## [What is required]
Write every line of the rows below as a JSON list of strings, one string per line and no blank lines. Leave out the pictures.

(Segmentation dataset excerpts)
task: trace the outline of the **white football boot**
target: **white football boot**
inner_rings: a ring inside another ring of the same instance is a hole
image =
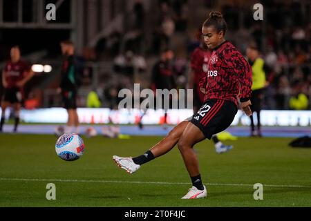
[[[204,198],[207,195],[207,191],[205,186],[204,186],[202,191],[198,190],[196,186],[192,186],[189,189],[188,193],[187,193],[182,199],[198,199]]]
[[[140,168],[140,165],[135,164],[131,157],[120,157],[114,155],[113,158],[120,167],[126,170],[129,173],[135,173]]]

## [Response to this exercise]
[
  "task: trace the outline of the **white football boot**",
  "target: **white football boot**",
  "inner_rings: a ring inside another ring of the same instance is a hole",
  "image =",
  "[[[204,198],[207,195],[207,191],[205,186],[204,186],[202,191],[198,190],[196,186],[192,186],[189,189],[188,193],[187,193],[182,199],[198,199]]]",
  "[[[140,168],[140,165],[135,164],[131,157],[120,157],[114,155],[113,158],[120,167],[126,170],[129,173],[135,173]]]"
]